- **PROBLEM DETAILS**: Return each line of the listing below, unchanged, and omit the images.

::: PROVIDED RECORDS :::

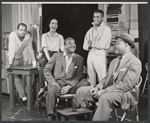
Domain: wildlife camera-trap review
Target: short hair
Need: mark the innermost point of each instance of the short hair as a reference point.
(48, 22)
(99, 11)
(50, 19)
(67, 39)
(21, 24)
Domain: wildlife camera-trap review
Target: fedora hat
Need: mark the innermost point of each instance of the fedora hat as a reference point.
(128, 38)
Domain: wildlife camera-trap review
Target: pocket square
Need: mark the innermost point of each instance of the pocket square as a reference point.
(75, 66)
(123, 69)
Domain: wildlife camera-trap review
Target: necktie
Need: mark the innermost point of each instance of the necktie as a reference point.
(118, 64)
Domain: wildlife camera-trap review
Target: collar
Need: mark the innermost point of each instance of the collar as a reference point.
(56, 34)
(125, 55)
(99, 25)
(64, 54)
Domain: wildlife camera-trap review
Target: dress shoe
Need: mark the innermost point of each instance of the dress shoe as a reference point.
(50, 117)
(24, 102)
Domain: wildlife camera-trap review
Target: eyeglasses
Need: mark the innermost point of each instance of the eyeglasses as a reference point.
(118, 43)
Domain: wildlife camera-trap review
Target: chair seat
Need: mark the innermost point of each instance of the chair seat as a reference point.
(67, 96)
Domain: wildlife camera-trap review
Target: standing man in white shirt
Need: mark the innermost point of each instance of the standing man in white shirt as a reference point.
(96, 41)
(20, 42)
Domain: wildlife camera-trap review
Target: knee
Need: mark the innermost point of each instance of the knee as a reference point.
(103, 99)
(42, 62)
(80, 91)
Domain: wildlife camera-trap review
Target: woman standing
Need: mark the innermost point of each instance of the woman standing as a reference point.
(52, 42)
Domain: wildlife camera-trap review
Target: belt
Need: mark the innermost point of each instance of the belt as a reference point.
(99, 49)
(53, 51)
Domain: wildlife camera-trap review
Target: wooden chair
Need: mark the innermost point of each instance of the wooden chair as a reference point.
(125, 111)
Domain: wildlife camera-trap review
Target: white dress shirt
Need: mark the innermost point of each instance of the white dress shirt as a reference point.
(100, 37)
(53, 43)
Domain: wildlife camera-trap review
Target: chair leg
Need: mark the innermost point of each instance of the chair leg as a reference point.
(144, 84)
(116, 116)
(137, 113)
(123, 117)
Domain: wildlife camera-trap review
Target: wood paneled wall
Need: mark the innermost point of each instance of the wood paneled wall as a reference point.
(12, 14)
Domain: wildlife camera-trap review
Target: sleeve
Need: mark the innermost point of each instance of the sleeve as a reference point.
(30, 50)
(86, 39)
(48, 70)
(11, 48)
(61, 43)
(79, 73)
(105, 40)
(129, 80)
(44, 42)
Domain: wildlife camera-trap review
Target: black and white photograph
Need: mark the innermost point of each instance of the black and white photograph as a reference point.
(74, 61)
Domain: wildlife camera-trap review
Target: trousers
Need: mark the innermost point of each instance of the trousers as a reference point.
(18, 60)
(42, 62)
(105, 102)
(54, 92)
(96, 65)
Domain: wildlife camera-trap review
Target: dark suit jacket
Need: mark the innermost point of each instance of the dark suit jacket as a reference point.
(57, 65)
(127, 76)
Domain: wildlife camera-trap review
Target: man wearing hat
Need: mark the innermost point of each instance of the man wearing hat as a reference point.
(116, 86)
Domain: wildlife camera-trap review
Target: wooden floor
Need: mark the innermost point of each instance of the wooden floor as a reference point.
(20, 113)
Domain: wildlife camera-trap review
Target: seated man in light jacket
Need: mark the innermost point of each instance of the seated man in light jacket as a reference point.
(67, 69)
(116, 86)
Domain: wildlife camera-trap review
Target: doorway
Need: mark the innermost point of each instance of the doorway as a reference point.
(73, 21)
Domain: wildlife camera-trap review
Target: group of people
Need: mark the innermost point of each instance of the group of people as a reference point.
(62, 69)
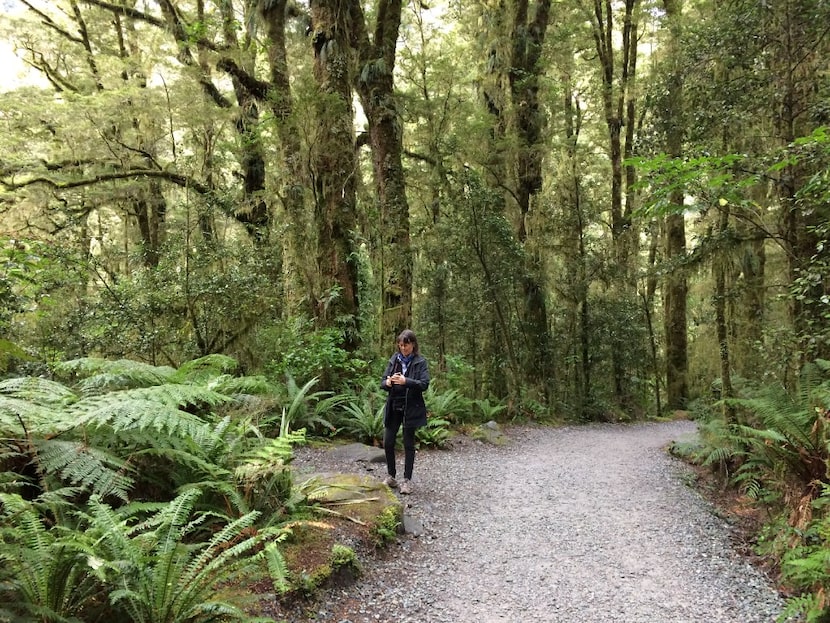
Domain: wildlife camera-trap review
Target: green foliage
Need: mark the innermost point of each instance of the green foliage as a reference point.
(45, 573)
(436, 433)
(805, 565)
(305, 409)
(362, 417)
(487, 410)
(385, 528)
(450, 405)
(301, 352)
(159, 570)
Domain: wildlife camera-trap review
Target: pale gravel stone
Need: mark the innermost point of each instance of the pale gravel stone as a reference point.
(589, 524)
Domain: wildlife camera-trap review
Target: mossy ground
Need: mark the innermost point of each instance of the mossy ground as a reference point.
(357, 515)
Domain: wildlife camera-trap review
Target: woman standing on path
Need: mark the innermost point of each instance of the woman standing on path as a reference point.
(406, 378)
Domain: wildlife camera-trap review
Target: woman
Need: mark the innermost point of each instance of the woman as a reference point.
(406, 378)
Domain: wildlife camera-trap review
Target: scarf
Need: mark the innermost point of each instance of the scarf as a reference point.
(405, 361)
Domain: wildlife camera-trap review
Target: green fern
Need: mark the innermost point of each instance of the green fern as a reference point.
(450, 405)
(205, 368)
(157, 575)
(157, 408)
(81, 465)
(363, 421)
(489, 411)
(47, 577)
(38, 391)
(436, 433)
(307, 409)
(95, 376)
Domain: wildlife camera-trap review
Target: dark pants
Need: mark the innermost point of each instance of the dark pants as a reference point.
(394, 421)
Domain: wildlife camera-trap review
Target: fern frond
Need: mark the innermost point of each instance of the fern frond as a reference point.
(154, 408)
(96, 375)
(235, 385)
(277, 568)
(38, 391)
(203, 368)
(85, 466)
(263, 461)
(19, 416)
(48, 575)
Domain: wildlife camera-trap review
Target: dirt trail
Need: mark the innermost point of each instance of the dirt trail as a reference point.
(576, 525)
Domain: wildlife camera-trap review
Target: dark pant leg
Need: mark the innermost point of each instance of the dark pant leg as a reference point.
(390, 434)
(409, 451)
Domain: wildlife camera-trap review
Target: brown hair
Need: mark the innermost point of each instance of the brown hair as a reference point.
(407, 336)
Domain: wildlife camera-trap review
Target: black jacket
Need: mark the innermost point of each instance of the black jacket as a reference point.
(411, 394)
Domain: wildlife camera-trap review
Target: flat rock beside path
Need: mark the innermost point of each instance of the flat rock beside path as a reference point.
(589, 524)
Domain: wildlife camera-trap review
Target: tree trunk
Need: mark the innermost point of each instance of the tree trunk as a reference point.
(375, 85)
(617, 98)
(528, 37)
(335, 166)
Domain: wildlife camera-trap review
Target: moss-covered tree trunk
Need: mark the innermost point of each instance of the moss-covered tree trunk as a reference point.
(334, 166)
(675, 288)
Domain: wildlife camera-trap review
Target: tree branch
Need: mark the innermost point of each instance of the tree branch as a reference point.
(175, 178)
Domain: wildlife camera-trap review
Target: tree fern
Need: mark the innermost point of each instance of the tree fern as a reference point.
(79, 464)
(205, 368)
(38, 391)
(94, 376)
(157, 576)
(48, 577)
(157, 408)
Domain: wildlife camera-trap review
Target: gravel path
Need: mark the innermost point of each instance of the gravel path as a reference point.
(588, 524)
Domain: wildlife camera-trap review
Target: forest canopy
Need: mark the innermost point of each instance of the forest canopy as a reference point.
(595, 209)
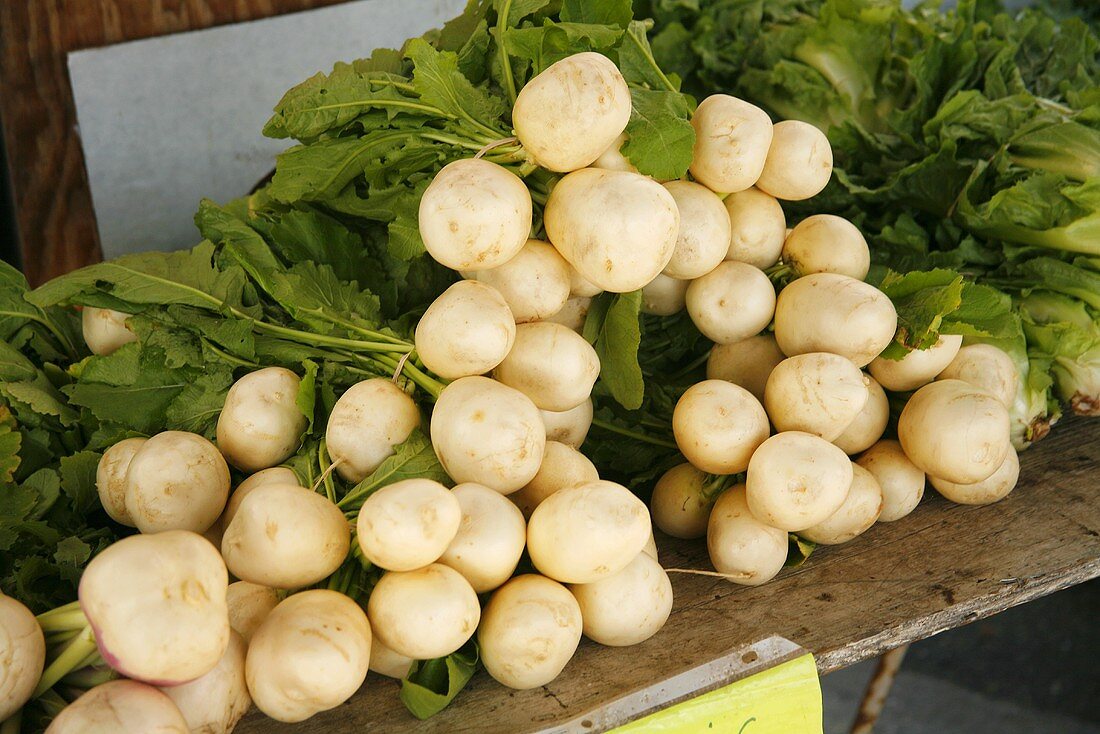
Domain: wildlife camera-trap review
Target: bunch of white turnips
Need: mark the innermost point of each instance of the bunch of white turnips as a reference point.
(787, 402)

:::

- **THE COMPLETED TASK**:
Domain: wildlife camera-trap review
Target: short hair
Need: mark the innermost point of each instance of the short hair as a reference point.
(48, 22)
(99, 11)
(50, 19)
(67, 39)
(21, 24)
Domain: wildlife camera-trap review
Target: fedora hat
Need: mark the innermost point of each instance of the fedora hat as a reference point.
(128, 38)
Domain: wildlife camera-trap review
Target: pocket square
Need: mark the innermost point of each instance of the pocket square as a reference point.
(75, 66)
(123, 69)
Domain: wildlife camera-trap review
Target: necktie
Need: mark the innermost point of each instance of the necktie as a reference point.
(118, 64)
Domain: wildlife camera-trap review
Target: collar
Need: mark the innermost point of each instance of the collar as a reference point.
(56, 34)
(125, 55)
(99, 25)
(64, 54)
Domain: wildlife camera-trap review
Target: dress shoe
Need: mark the innermost point of each instance of the dress shoe as a reference point.
(50, 117)
(24, 102)
Domain: wildlife camera-trap review
Target: eyeglasses
Need: mark the innermost point of each instance of the eyeglasses as a reference point.
(118, 43)
Domain: wildlife camera-trap review
Target: chair seat
Need: mark the innermost point of each instance of the chair seat as a reference point.
(67, 96)
Domain: wildlife camera-trap review
Target: standing man in white shirt
Need: mark the innermost point of each instance of the standing man in white shirt as a reference point.
(96, 41)
(20, 42)
Domain: wildlife camera-trap review
Target: knee
Need: mark the innermost point of each instance of the knee as a reference point.
(103, 99)
(42, 62)
(80, 91)
Domain: wildlife camera-trap review
Target: woman standing
Need: mark the innermost point of each instance of the woman standing as a reference point.
(52, 42)
Domain: wildlife camera-trap review
Target: belt
Need: mark the innermost point of each instance of the belt as a reference point.
(99, 49)
(53, 51)
Domain: wildlife camera-trap review
Target: wooden chair
Need: mark the innermost point of each instance of the wooden chair as a reference point.
(125, 111)
Domain: wildlife camera-trap review
Target: white dress shirt
Need: mark the innermost point of each instance of the white dress shirt as a reference point.
(100, 37)
(53, 43)
Domain: wildlife camera-trap review
Target: chair leg
Need: mark the innermost point of each instance of the chair leg as a reference point.
(144, 84)
(116, 116)
(137, 113)
(123, 117)
Domain: wildlife camera-trap review
Target: wood paneled wall
Need: mark the innermost point of each instance of the wood paneled wall as a reference point.
(12, 14)
Domain: wildlife camera-trap review
Target: sleeve
Need: mark the innermost point of each instance of the sleeve as a reference point.
(30, 50)
(86, 39)
(48, 70)
(11, 48)
(61, 43)
(79, 73)
(105, 40)
(129, 80)
(44, 42)
Domain: wildlife camera-trap review
Target: black and white photograph
Need: mark the innermost point of each instance of the black and white photograph as a reference point.
(74, 61)
Domain: wildlife camera-trap review
Target: trousers
Need: mark the innermost point of each instance of the trousers as a reference point.
(18, 60)
(42, 62)
(105, 102)
(54, 92)
(96, 65)
Domain: wildlife camera-trap review
Target: dark suit jacket
Need: mark the innermost point of each instance of the dark suit jacket as a reference point.
(57, 65)
(127, 76)
Domain: wildlife camera-trap review
Target: man wearing hat
Need: mark the innermost point of each instance of the man wearing hat as a reference point.
(116, 86)
Domain: wildlife camera-trap review
Target: wooden floor
Need: mark the innermost point of each instance of the wooden floor as a reference point.
(20, 113)
Domain: wildlife camera-trap review
Target: seated man in light jacket
Need: mark the innermost point of each instance of the seated man in light jacket as a reference point.
(67, 69)
(116, 86)
Domain: wildlife camera-trap review
Target: doorway
Need: mark the innermost point of each instance of the doorway as a reference point.
(73, 21)
Domain: wildlife camera-trap review
Target: group of people
Need: mark the innermost point of each instance of the group of people as a reference point.
(62, 69)
Domain: wildlife camera-trap review
Target: green foliage
Need: mark the innermost point of each instance of the green foliage as a reference point.
(45, 573)
(436, 433)
(805, 565)
(305, 409)
(362, 417)
(487, 410)
(385, 528)
(450, 405)
(301, 352)
(159, 570)
Domain: wildlife camera-trap review
Target: pale gravel stone
Need: mark the innermost point of each instance of the pale gravel stone as a reference point.
(589, 524)
Domain: wildlife camera-trap review
Target: mossy ground
Need: mark the innermost point of each instance of the mossy ground as a reference point.
(357, 515)
Domain: wildlife camera-trap review
Target: woman standing on path
Need: mark the innermost point of each instance of the woman standing on path as a reference point.
(406, 378)
Domain: wildlife camera-trap review
Target: woman
Need: mark the innermost point of each instance of the woman as a reference point.
(406, 378)
Domain: wildlife camera-trap review
Target: scarf
Need: mark the innermost point of each instance of the scarf as a reference point.
(405, 361)
Domain: wildlife camera-trap review
Target: green fern
Need: mark the innermost point of each instance of the green fern as a reference point.
(450, 405)
(205, 368)
(157, 575)
(157, 408)
(81, 465)
(363, 421)
(489, 411)
(47, 577)
(38, 391)
(436, 433)
(307, 409)
(95, 376)
Domain: wildlife camera-trap review
Target: dark pants
Need: mark the innermost point of each instance of the dark pants as a reference point.
(394, 421)
Domain: wildlife camera-trap review
Target: fern frond
Need: mark the innermost point of each instance of the fern frond as a reference point.
(154, 408)
(96, 375)
(235, 385)
(277, 568)
(38, 391)
(203, 368)
(85, 466)
(263, 461)
(19, 416)
(48, 575)
Domain: wildlife camera-trap review
Target: dirt trail
Need: mark the innermost point of each instance of the dirt trail as a reference point.
(576, 525)
Domain: wildlife camera-trap review
Target: dark pant leg
Need: mark the innermost point of each instance of the dark pant leg as a reference point.
(390, 434)
(409, 451)
Domain: wildlife camera-trap review
Target: brown hair
Need: mark the innermost point of each instance of the brown hair as a reference point.
(407, 336)
Domain: wildlife camera-trap review
Target: black jacket
Need: mark the innermost point of each instance of the black jacket as a reference point.
(411, 394)
Domain: wildlife camera-trap review
Target: flat rock beside path
Need: mark the innermost point of each instance of the flat rock beside path as a reference point.
(589, 524)
Domain: wildlife camera-trap review
Target: tree trunk
Need: mark the innermost point of each instance of the tree trunk as a reference point.
(375, 85)
(617, 98)
(528, 37)
(335, 166)
Domain: wildlife camera-trap review
Target: moss-covered tree trunk
Need: mark the innermost point of each instance of the moss-covered tree trunk as a reference point.
(334, 166)
(675, 288)
Domain: wildlife camera-trap review
Target: tree branch
Need: mark the innermost point of each instance of the tree branch as a reference point.
(175, 178)
Domain: wildlife camera-trap review
Target: tree fern
Need: mark the innermost point of each instance of the tree fern as a reference point.
(79, 464)
(205, 368)
(38, 391)
(94, 376)
(157, 576)
(48, 577)
(157, 408)
Domain: wildlife camera-trap review
Target: gravel path
Need: mark the innermost point of each instance of the gravel path as a reference point.
(588, 524)
Domain: wildlife camera-trap review
Target: forest canopy
Need: mark the innermost point of each instance of the forest canopy as a reference point.
(595, 209)
Domain: wildlife camera-trap review
Target: bunch of white turnips
Need: mark the innermost point of each instance of the bunch of white turnips as a reference point.
(787, 402)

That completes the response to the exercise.